[Apply what you read]:
**1.** Answer these questions from the mentor-teacher study summary.
(a) How many participants took part, and how many were female and how many male?
(b) What did none of the participants want from their mentor teachers?
(c) What new interpretation of the mentor teacher role did the authors identify?
**2.** In the mentor-teacher study summary, retype the passage that begins with the words "The participants were" and ends with "their mentor teachers.", keeping every word and punctuation mark unchanged.
**3.** Continue the mentor-teacher study summary from its last sentence.

Exercise text START

This study aimed to add to the discourse about possible roles for mentor teachers and how to best support student teachers and mentors in negotiating these roles.

The participants were seven secondary student teachers—six female and one male—completing the semester-long student teaching requirement of their degree program at a large state university in the Mid-Atlantic region of the United States.
Using a conceptual framework grounded in the mentor-teachers' roles, the researchers explored what seven student teachers said during multiple interviews about the roles they wanted for their mentor teachers.

The findings indicated that student teachers have clear ideas about what they desire in a mentor teacher. The authors found that some participants preferred emotional support and others wanted instructional support. However, none of the participants wanted socialization.

In addition, the authors identified a new interpretation of the mentor teacher role (mentor as gatekeeper) that might be viewed negatively about the function of student teaching for some student teachers. Gatekeepers can be positive or negative: they can keep people in or out, and they can be patient and calming or threatening. In our study, rather than being socialized, participants identified and highlighted the sanctioning role that mentor teachers play. The participants all shared some desire or acknowledgment of the mentor teacher as a gatekeeper during student teaching.

Exercise text END
Data listing START

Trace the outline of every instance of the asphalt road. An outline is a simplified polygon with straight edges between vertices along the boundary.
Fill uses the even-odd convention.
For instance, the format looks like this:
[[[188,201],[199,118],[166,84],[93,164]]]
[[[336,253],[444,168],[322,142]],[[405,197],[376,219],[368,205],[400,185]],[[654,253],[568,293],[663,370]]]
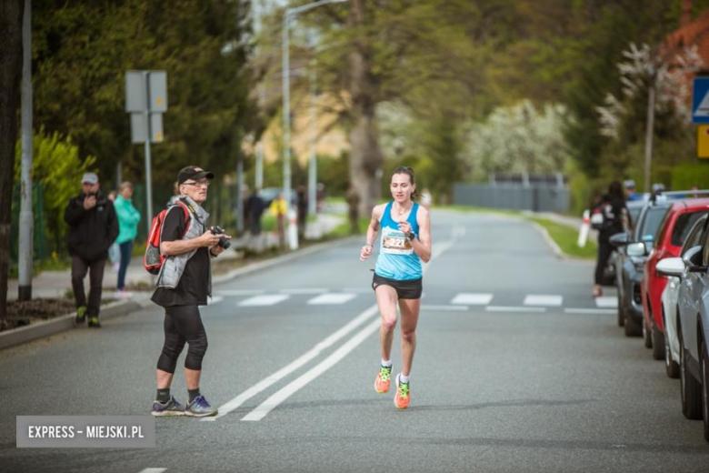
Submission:
[[[615,326],[613,293],[591,297],[593,264],[521,220],[432,217],[407,410],[374,390],[374,259],[350,240],[215,287],[201,387],[220,417],[158,418],[155,448],[16,448],[15,416],[148,414],[159,307],[0,352],[0,470],[709,470],[678,382]]]

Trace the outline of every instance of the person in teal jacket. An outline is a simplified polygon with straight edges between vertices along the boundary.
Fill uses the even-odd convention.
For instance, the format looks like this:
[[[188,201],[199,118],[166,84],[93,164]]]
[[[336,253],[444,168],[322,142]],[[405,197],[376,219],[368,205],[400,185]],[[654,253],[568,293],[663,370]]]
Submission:
[[[115,243],[121,248],[121,265],[118,267],[118,284],[116,289],[121,295],[128,296],[125,292],[125,271],[131,262],[133,253],[133,240],[138,233],[138,222],[140,212],[133,206],[133,184],[124,182],[118,188],[118,196],[115,197],[114,207],[118,216],[119,232]]]

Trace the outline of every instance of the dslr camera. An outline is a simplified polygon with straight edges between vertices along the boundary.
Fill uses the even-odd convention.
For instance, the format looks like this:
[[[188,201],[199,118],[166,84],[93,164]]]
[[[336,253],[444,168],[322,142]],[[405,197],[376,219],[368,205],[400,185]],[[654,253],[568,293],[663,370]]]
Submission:
[[[212,235],[224,235],[224,228],[218,225],[215,225],[212,227]],[[226,236],[222,236],[219,238],[219,246],[224,249],[229,249],[229,247],[231,247],[232,244],[228,239],[226,239]]]

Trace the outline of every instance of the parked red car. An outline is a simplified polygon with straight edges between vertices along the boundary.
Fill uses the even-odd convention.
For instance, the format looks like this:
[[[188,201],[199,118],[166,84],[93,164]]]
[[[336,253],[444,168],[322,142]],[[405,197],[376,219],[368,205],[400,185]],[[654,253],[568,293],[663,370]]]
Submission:
[[[678,257],[689,231],[703,215],[709,213],[709,198],[692,198],[673,203],[655,234],[650,255],[645,261],[641,286],[643,300],[643,335],[645,347],[653,348],[654,359],[664,359],[664,320],[662,296],[667,277],[655,271],[665,257]]]

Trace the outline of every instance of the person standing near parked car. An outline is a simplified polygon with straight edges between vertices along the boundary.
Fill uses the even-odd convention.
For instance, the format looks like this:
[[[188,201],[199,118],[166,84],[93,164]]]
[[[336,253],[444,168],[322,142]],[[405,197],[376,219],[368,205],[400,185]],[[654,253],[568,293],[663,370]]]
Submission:
[[[133,241],[138,234],[138,222],[140,222],[140,212],[133,206],[132,197],[133,184],[126,181],[121,184],[118,196],[114,202],[120,229],[115,243],[121,248],[121,264],[118,267],[118,284],[115,289],[122,297],[130,297],[130,293],[125,290],[125,271],[131,262]]]
[[[86,173],[81,180],[82,192],[72,198],[64,214],[69,225],[68,249],[72,257],[72,288],[76,299],[76,323],[99,328],[101,286],[108,248],[118,236],[118,219],[114,204],[101,194],[98,176]],[[88,305],[84,277],[90,271]]]
[[[603,222],[598,227],[598,257],[595,263],[594,297],[603,296],[604,270],[614,247],[610,237],[630,227],[630,216],[625,206],[625,196],[619,181],[613,181],[608,186],[607,201],[602,204]]]

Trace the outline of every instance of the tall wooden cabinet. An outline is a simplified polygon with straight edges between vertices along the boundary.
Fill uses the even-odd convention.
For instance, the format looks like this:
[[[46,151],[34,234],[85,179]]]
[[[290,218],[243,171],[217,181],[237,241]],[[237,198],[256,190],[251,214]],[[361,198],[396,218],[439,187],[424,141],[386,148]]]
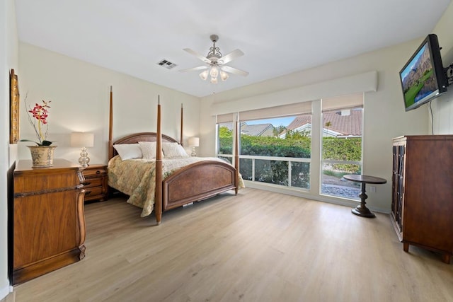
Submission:
[[[403,250],[413,245],[453,255],[453,135],[393,141],[391,221]]]
[[[33,168],[19,161],[13,172],[12,281],[24,282],[84,257],[81,168],[63,159]],[[11,242],[11,241],[10,241]]]

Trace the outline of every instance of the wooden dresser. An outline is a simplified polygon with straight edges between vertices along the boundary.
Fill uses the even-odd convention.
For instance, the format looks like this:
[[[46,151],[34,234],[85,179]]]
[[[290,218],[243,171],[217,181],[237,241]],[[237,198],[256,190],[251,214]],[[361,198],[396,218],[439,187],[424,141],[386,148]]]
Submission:
[[[57,158],[50,168],[33,168],[31,163],[19,161],[13,172],[13,284],[85,256],[81,168]]]
[[[107,200],[107,165],[90,165],[83,170],[85,201]]]
[[[401,137],[393,142],[391,221],[403,242],[453,255],[453,135]]]

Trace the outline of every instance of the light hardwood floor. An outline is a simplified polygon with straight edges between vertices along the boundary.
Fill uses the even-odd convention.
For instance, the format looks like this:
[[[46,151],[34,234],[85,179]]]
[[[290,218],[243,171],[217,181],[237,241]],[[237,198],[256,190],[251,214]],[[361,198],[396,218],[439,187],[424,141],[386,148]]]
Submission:
[[[453,265],[389,215],[256,189],[165,212],[86,206],[86,257],[15,286],[22,301],[452,301]]]

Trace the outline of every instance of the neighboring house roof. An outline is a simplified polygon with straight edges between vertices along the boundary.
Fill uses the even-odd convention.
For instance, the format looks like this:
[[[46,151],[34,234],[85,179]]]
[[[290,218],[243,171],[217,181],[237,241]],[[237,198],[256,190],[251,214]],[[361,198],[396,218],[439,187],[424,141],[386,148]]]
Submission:
[[[342,115],[341,111],[323,112],[323,117],[325,129],[331,130],[340,135],[362,135],[362,110],[351,110],[348,115]],[[311,117],[310,115],[300,115],[296,117],[287,128],[297,131],[311,123]],[[328,126],[326,126],[327,123],[329,123]]]
[[[223,122],[220,127],[226,127],[229,130],[233,129],[232,122]],[[241,133],[253,137],[271,137],[274,135],[274,127],[272,124],[247,124],[246,122],[241,122]]]
[[[274,126],[272,124],[247,124],[241,125],[241,133],[252,137],[270,137],[274,134]]]

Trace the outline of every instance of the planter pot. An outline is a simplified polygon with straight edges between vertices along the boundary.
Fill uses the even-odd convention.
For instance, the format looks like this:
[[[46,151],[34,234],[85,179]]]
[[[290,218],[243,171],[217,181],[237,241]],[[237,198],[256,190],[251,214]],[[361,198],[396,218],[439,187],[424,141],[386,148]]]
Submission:
[[[27,146],[30,148],[33,168],[52,167],[54,164],[54,151],[57,146]]]

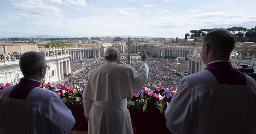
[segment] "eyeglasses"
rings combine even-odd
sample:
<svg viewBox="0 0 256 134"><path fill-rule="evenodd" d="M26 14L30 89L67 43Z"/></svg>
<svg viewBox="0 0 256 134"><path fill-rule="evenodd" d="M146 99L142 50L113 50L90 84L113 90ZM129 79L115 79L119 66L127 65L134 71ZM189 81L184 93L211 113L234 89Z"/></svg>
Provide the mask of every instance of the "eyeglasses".
<svg viewBox="0 0 256 134"><path fill-rule="evenodd" d="M50 66L46 66L46 67L43 67L43 68L45 68L45 69L46 69L46 70L50 70Z"/></svg>

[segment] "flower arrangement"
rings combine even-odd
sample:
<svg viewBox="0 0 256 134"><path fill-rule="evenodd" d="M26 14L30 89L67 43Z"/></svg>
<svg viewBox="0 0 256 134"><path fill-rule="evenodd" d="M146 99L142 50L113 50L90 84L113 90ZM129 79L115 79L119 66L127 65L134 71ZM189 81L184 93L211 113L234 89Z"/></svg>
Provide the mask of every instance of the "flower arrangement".
<svg viewBox="0 0 256 134"><path fill-rule="evenodd" d="M144 87L139 92L134 93L134 96L129 98L129 101L133 101L135 105L139 108L142 105L143 111L150 111L157 108L161 114L163 114L167 103L171 101L172 96L175 93L176 88L160 88L154 85L152 89Z"/></svg>
<svg viewBox="0 0 256 134"><path fill-rule="evenodd" d="M7 83L5 84L5 85L4 85L4 84L3 83L1 83L0 84L0 90L2 90L2 89L8 87L8 86L9 86L10 85L11 85L12 84L11 83Z"/></svg>
<svg viewBox="0 0 256 134"><path fill-rule="evenodd" d="M41 83L39 87L56 92L60 97L63 103L73 104L74 102L79 102L83 100L82 94L86 84L81 88L77 85L69 87L65 84L59 83L54 86L51 84Z"/></svg>

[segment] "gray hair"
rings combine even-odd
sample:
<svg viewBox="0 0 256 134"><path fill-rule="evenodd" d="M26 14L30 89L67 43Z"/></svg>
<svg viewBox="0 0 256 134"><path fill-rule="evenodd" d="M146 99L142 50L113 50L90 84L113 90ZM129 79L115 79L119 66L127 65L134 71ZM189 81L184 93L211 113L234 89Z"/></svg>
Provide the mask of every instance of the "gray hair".
<svg viewBox="0 0 256 134"><path fill-rule="evenodd" d="M115 56L117 55L117 53L112 54L110 55L108 55L107 56L105 56L106 60L114 60L115 58Z"/></svg>
<svg viewBox="0 0 256 134"><path fill-rule="evenodd" d="M24 76L36 74L42 67L47 65L44 55L40 52L29 51L22 53L19 60L19 67Z"/></svg>

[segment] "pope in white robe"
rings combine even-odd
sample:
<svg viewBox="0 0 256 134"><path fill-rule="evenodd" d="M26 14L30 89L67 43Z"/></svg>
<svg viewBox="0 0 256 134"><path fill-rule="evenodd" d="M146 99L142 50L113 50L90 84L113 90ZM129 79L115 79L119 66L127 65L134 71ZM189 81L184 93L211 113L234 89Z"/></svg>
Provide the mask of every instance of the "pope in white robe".
<svg viewBox="0 0 256 134"><path fill-rule="evenodd" d="M83 93L85 116L89 117L88 133L133 133L127 98L139 91L147 82L149 68L146 51L139 53L140 69L119 64L119 50L110 47L106 63L91 71Z"/></svg>

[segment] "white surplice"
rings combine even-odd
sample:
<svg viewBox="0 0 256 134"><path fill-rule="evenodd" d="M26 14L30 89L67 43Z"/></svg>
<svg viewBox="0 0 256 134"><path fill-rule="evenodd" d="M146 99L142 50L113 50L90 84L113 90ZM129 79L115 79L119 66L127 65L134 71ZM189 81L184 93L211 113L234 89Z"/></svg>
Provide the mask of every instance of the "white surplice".
<svg viewBox="0 0 256 134"><path fill-rule="evenodd" d="M133 133L127 98L141 90L148 71L145 61L137 71L110 61L91 71L83 93L88 133Z"/></svg>
<svg viewBox="0 0 256 134"><path fill-rule="evenodd" d="M9 97L14 86L0 93L0 133L67 133L75 125L71 111L55 92L36 87L26 99Z"/></svg>

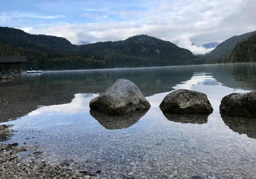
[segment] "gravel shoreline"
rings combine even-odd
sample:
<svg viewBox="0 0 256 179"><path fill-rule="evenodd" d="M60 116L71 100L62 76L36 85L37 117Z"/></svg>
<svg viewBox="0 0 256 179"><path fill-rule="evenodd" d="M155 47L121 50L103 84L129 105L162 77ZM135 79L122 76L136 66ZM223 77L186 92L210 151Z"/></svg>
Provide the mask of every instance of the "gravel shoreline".
<svg viewBox="0 0 256 179"><path fill-rule="evenodd" d="M12 125L0 126L0 140L7 140L14 132L9 128ZM60 165L55 165L45 160L40 163L34 159L26 161L26 157L17 155L24 151L29 151L29 155L40 155L38 146L18 147L18 144L0 144L0 178L70 178L99 179L96 174L86 171L79 171L72 168L73 159L64 161ZM32 150L31 149L33 150ZM37 151L33 153L32 150ZM98 171L100 172L100 171ZM94 175L92 176L91 175ZM94 176L95 175L95 176Z"/></svg>

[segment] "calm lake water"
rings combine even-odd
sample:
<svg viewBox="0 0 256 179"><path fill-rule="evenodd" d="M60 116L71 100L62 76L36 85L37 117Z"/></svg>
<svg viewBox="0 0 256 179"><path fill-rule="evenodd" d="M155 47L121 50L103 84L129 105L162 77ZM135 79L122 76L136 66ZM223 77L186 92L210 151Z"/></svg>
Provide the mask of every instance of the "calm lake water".
<svg viewBox="0 0 256 179"><path fill-rule="evenodd" d="M256 178L256 119L225 117L219 110L225 96L256 90L255 63L15 75L0 83L0 90L2 97L21 98L22 108L10 116L17 119L1 124L15 124L18 131L8 143L40 145L44 152L30 158L59 164L73 156L72 167L100 170L100 176L109 178L130 172L136 178ZM117 116L90 113L90 101L119 78L137 85L149 110ZM180 89L206 94L213 112L203 120L165 116L159 105Z"/></svg>

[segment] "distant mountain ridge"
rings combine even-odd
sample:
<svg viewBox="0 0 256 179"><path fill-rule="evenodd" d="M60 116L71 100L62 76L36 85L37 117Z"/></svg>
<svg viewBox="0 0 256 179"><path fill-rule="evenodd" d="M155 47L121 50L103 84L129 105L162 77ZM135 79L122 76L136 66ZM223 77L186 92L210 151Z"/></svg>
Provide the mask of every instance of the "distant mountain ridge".
<svg viewBox="0 0 256 179"><path fill-rule="evenodd" d="M135 35L124 40L77 45L63 37L30 34L20 29L0 27L0 56L26 56L28 66L50 70L232 62L234 60L224 57L232 52L237 42L255 32L234 36L218 45L209 54L196 56L189 50L170 42L146 35ZM81 41L82 43L87 43ZM212 45L208 44L208 46L213 46ZM253 47L236 49L251 51L254 49ZM235 56L233 56L237 57L236 61L245 61L238 59L240 52L234 54ZM256 61L253 58L254 54L248 55L250 60L246 61ZM245 57L244 55L241 56L247 59L247 56Z"/></svg>
<svg viewBox="0 0 256 179"><path fill-rule="evenodd" d="M108 59L110 68L183 65L186 61L199 59L187 49L145 35L124 40L80 45L75 50L104 57Z"/></svg>
<svg viewBox="0 0 256 179"><path fill-rule="evenodd" d="M233 36L221 43L214 50L202 57L208 59L223 58L232 51L238 42L247 39L255 33L256 31Z"/></svg>
<svg viewBox="0 0 256 179"><path fill-rule="evenodd" d="M88 41L85 41L82 40L80 40L77 43L77 45L86 45L87 44L89 44L89 43L90 43L89 42L88 42Z"/></svg>
<svg viewBox="0 0 256 179"><path fill-rule="evenodd" d="M206 48L216 48L218 45L218 43L215 42L210 42L207 44L205 44L202 46Z"/></svg>

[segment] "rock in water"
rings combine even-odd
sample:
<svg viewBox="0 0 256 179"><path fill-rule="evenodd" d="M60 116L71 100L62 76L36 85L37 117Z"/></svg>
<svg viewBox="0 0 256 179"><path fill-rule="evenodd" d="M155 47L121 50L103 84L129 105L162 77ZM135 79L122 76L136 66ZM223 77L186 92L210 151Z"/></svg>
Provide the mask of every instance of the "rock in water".
<svg viewBox="0 0 256 179"><path fill-rule="evenodd" d="M90 102L90 108L108 114L121 114L149 108L150 104L131 81L118 79L102 94Z"/></svg>
<svg viewBox="0 0 256 179"><path fill-rule="evenodd" d="M160 107L164 112L178 114L209 114L213 110L206 94L184 89L168 94Z"/></svg>
<svg viewBox="0 0 256 179"><path fill-rule="evenodd" d="M232 116L256 117L256 91L226 96L222 98L220 110Z"/></svg>

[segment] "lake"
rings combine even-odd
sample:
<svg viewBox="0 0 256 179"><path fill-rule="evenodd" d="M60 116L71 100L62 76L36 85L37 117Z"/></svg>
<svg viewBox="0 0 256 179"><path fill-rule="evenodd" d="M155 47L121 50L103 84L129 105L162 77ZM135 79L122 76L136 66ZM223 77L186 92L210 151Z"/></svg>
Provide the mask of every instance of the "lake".
<svg viewBox="0 0 256 179"><path fill-rule="evenodd" d="M130 172L135 178L256 177L256 120L225 116L219 110L226 95L256 90L256 63L13 76L0 83L0 101L9 102L0 108L5 121L1 124L15 124L18 131L8 143L40 145L43 153L28 158L59 164L74 156L72 167L100 170L99 176L109 178ZM150 109L120 116L90 112L90 100L120 78L137 85ZM165 116L159 105L180 89L206 94L213 112L202 119Z"/></svg>

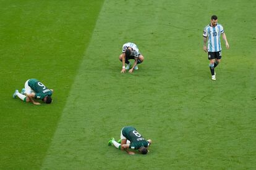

Data listing END

[Answers to the exercise]:
**1.**
(a) Seven: six female, one male.
(b) Socialization.
(c) Mentor as gatekeeper.

**2.**
The participants were seven secondary student teachers—six female and one male—completing the semester-long student teaching requirement of their degree program at a large state university in the Mid-Atlantic region of the United States.
Using a conceptual framework grounded in the mentor-teachers' roles, the researchers explored what seven student teachers said during multiple interviews about the roles they wanted for their mentor teachers.

**3.**
The relationships formed between the student teacher and mentor teacher are influenced by previous life experiences and by expectations each side brings into student teaching. However, the authorsmay be able to help shape them by facilitating discussions about the relationship, and expectations for this relationship.

In this study, the authors emphasized the need to include student teachers in conversations about expectations that they may have for their mentors or student teaching in general. The participants had clear conceptions of the type of support they wanted but did not know how to communicate these needs when they did not get that support. The role of mentor as gatekeeper is one that may not be viewed positively, however it was salient for the participants. If this sanctioning role is not discussed openly, then it will continue to exist un-scrutinized and possibly affect the actions of student teachers.